Task material:
+--

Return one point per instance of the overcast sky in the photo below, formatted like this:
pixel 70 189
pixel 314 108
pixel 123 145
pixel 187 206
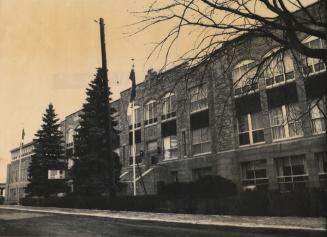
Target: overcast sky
pixel 49 51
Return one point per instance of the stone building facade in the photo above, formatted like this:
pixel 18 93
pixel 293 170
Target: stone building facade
pixel 17 180
pixel 263 132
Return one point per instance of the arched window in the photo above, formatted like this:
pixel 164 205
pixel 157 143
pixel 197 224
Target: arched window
pixel 150 112
pixel 313 65
pixel 70 137
pixel 243 77
pixel 278 67
pixel 168 106
pixel 137 116
pixel 199 98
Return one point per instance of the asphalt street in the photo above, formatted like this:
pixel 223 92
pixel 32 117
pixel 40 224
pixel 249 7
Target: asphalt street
pixel 23 223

+--

Exercise prompt: For the string "this", count the matching lines in the listing and give that number by itself.

Answer section: 4